O que se pede:
**1.** Edite o trecho do texto sobre o romance Essa gente que abre com as palavras "Essa gente povoa" e fecha com "inexatos e maleáveis.", reproduzindo-o com "imaginação" substituído por "fantasia".
**2.** Responda, com base no texto sobre o romance Essa gente:
(a) Em que dia o romance chega às livrarias?
(b) Com quem Duarte era casado antes de se envolver com Rosane?
(c) Que música Rebeka cantarola sempre, e de quem ela é?

── Página ──

Essa gente povoa o novo romance de Chico Buarque, que chega às livrarias na próxima quinta-feira (14). Com uma história que transcorre entre 2018 e 2019, o livro é impregnado da atmosfera do país nesse período. Mas o cerne de Essa gente não são as particularidades de uma experiência coletiva num momento tenso da vida brasileira.
PALAVRA
Com um livro dentro do livro – aquele que Duarte escreve, erraticamente – e uma multiplicidade de narradores a quem é entregue a primeira pessoa – em cartas, conversas telefônicas, queixas e cobranças formais –, este sexto título de Chico Buarque (Estorvo, Budapeste, Benjamim, Leite derramado, O irmão alemão) parece definir a imaginação e a palavra como “países de primeira necessidade”, tal qual “arte e céu” o eram para Guimarães Rosa. E se dedica a mostrar que tanto a imaginação quanto a palavra são terrenos movediços, ambíguos, inexatos e maleáveis.
“Em noites de abandono vou às putas, que pago em dobro para transar sem camisinha, quando não pago o triplo para não transar e fazê-las ouvir literatura”, diz o narrador.
Duarte sabe que sua imaginação supera qualquer realidade. Isso vale para noites insones e para as mulheres que amou “muito, mas não completamente”. Ele deixou o casamento com Maria Clara para embarcar numa aventura com Rosane. “Se eu pudesse, eu teria possuído a Rosane no primeiro relance, no instante em que a vi sair das águas. Ainda assim, a Rosane que eu então possuísse não se igualaria àquela que, ao mesmo tempo, eu imaginaria possuir”, escreve.
Com a paixão por Rosane arrefecida, o escritor inventa outra musa, a jovem holandesa Rebeka, uma ruiva casada com o salva-vidas que evitou o afogamento de Duarte. Ao descobrir o papel de Rebeka na vida do escritor, Rosane “arrebentaria todas as portas do apartamento, se soubesse que foi preterida por uma mulher mais nova”, ele imagina. “Seria difícil lhe explicar que com uma garota dessas não busco o prazer, mas a ilusão da minha própria juventude por alguns minutos recuperada.”
Para Agenor, seu marido, ou para Duarte, seu amante imaginário, Rebeka cantarola sempre a mesma música – Manhã de carnaval, de Luiz Bonfá e Antônio Maria, a canção que imagina uma “tão bonita manhã/ na vida, uma nova canção”.

───
── Material ──

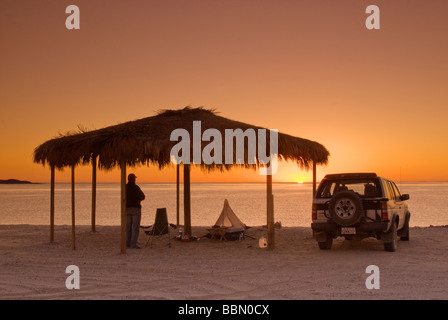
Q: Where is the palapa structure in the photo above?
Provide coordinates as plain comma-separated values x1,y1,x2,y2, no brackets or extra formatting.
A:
34,107,329,253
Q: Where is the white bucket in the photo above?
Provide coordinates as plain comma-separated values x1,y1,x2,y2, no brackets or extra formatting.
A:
258,237,268,248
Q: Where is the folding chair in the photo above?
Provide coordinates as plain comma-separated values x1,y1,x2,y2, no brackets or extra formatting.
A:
142,208,176,247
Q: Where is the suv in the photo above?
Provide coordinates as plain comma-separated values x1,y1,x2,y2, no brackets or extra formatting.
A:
311,173,411,251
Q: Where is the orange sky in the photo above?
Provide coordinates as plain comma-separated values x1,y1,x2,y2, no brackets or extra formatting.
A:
0,0,448,182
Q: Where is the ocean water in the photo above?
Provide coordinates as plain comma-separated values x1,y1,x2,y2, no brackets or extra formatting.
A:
0,182,448,227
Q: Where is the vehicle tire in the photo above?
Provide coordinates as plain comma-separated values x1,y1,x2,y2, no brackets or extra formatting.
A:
400,212,411,241
317,234,333,250
383,222,398,252
328,191,364,226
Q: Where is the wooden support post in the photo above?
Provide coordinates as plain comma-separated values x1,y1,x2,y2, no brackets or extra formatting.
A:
266,172,275,250
72,165,76,250
50,165,54,242
176,164,180,226
184,164,191,236
120,161,126,253
91,157,96,232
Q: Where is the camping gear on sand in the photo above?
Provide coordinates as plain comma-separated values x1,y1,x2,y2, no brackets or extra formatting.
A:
207,199,246,241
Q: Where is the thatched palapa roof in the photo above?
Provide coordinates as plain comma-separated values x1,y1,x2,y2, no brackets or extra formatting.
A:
34,107,329,170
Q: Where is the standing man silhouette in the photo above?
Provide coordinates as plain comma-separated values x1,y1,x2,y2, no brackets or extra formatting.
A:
126,173,145,249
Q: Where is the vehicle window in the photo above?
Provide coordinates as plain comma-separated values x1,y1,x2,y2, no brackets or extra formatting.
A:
317,179,381,198
386,181,397,200
391,182,401,200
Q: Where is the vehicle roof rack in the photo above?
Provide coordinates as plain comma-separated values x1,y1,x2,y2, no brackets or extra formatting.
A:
324,172,378,179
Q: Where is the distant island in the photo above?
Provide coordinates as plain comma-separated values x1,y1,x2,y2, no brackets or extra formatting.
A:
0,179,32,184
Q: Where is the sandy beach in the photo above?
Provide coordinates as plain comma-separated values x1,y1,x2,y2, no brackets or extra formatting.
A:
0,225,448,300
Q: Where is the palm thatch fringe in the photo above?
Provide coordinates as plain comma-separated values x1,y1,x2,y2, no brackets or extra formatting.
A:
34,107,329,171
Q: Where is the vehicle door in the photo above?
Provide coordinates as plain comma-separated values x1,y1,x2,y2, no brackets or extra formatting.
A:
383,180,399,225
390,181,407,229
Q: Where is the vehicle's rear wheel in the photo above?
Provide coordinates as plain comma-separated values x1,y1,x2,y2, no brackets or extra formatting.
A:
328,191,364,226
383,222,398,252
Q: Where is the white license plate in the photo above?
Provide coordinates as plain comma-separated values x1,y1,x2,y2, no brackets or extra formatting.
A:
341,227,356,234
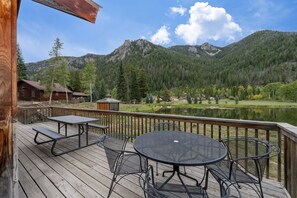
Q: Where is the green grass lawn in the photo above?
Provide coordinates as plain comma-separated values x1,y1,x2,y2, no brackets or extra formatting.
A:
63,100,297,113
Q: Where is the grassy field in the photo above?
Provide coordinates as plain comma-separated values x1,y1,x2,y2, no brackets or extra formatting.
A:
63,100,297,113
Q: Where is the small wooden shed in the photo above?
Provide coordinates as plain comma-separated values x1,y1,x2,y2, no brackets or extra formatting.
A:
96,96,120,111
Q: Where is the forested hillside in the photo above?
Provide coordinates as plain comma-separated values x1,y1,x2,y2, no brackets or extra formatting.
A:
27,31,297,97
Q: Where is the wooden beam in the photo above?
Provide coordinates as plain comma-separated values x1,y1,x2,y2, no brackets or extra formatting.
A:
32,0,100,23
0,0,18,116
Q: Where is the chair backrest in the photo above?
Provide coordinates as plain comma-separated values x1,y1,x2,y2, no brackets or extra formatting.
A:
153,122,181,131
221,137,280,181
139,165,168,198
98,134,130,173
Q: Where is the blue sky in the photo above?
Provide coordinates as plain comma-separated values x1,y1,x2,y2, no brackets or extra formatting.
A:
18,0,297,62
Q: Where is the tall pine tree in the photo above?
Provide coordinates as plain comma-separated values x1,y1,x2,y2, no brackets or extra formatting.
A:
117,63,127,102
17,44,27,80
81,61,96,102
130,72,141,102
139,69,148,98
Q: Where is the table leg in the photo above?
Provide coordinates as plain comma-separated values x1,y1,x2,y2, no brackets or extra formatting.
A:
86,123,89,146
78,125,81,148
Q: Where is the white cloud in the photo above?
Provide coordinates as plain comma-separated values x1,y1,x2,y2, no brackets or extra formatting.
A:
175,2,241,45
151,25,171,45
170,6,187,16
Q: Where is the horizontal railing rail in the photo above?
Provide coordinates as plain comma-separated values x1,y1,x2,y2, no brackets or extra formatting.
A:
18,107,297,197
0,112,13,197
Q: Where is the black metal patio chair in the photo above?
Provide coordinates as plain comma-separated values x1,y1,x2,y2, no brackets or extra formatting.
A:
97,134,148,197
153,122,187,177
139,165,230,198
207,137,280,198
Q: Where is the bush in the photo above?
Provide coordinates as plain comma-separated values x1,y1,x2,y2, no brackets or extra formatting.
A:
251,94,264,100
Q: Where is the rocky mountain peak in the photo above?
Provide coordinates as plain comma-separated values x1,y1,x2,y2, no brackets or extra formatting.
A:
109,39,154,62
200,42,221,56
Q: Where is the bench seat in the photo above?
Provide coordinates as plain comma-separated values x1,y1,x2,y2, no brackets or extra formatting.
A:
32,127,65,140
88,123,108,133
32,127,66,156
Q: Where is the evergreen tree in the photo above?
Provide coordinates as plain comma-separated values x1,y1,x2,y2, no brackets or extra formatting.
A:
130,72,141,102
98,81,106,100
69,71,82,91
41,38,63,105
161,86,171,102
17,44,27,80
139,70,148,98
81,61,96,102
56,59,70,103
117,63,127,102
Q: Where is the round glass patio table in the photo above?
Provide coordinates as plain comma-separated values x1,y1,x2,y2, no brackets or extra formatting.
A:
133,131,227,166
133,131,227,197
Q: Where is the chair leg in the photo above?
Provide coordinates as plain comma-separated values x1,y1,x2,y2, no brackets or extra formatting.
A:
107,174,117,198
184,166,187,175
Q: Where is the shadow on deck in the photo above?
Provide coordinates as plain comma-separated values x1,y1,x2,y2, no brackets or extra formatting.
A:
14,122,289,198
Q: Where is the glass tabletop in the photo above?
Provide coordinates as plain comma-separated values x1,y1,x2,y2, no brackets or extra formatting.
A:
48,115,98,124
133,131,227,166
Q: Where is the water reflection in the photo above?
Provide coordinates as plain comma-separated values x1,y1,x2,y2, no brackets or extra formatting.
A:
156,108,297,126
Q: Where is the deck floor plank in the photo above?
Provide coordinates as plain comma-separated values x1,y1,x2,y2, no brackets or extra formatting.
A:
15,122,287,198
17,125,103,197
18,137,82,198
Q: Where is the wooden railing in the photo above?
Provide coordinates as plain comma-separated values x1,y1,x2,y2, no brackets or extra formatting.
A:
18,107,297,197
0,110,13,197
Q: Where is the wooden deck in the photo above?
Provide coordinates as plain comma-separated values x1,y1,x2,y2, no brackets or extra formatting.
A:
14,122,289,198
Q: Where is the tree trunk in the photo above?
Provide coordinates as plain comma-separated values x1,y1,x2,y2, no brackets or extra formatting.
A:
90,83,93,102
48,79,54,105
64,84,68,104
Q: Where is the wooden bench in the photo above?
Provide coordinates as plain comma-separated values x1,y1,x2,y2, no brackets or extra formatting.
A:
32,127,66,156
88,123,108,133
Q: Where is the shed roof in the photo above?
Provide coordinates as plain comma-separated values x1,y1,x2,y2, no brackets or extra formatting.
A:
72,92,89,97
96,98,120,103
33,0,101,23
20,80,72,93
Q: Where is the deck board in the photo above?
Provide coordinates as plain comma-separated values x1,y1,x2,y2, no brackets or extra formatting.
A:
15,122,287,198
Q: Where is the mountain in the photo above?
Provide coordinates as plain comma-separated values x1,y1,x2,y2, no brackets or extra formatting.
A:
27,30,297,91
169,43,222,57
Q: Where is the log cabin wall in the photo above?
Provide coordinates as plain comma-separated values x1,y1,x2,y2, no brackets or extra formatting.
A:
0,0,20,197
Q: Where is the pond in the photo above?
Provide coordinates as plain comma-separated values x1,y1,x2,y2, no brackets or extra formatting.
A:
156,107,297,126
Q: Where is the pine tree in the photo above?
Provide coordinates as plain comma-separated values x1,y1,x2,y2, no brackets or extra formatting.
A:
130,72,141,102
98,81,106,100
81,61,96,102
56,59,70,103
117,63,127,102
139,70,148,98
41,38,63,105
17,44,27,80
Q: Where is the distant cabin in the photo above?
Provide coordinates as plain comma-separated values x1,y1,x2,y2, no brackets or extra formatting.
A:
18,80,73,101
96,96,120,111
72,92,89,102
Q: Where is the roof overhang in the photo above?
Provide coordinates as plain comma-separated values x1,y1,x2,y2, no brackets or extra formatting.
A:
32,0,101,23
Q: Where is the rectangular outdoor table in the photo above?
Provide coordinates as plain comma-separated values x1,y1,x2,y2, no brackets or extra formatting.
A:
48,115,98,155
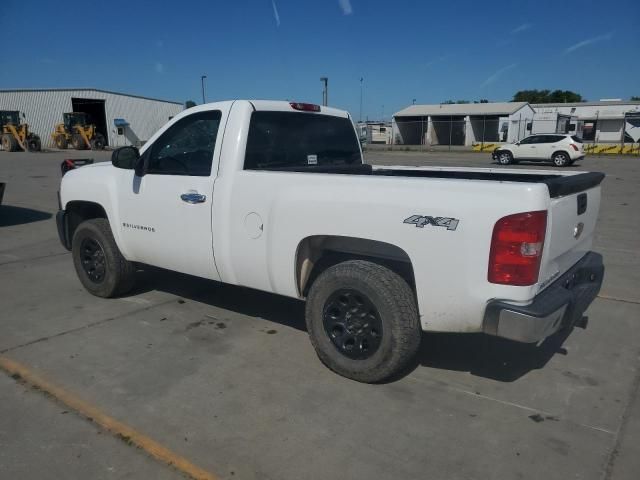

───

Resultados:
**1.**
Essa gente povoa o novo romance de Chico Buarque, que chega às livrarias na próxima quinta-feira (14). Com uma história que transcorre entre 2018 e 2019, o livro é impregnado da atmosfera do país nesse período. Mas o cerne de Essa gente não são as particularidades de uma experiência coletiva num momento tenso da vida brasileira.
PALAVRA
Com um livro dentro do livro – aquele que Duarte escreve, erraticamente – e uma multiplicidade de narradores a quem é entregue a primeira pessoa – em cartas, conversas telefônicas, queixas e cobranças formais –, este sexto título de Chico Buarque (Estorvo, Budapeste, Benjamim, Leite derramado, O irmão alemão) parece definir a fantasia e a palavra como “países de primeira necessidade”, tal qual “arte e céu” o eram para Guimarães Rosa. E se dedica a mostrar que tanto a fantasia quanto a palavra são terrenos movediços, ambíguos, inexatos e maleáveis.

**2.**
(a) Na próxima quinta-feira (14).
(b) Com Maria Clara.
(c) Manhã de carnaval, de Luiz Bonfá e Antônio Maria.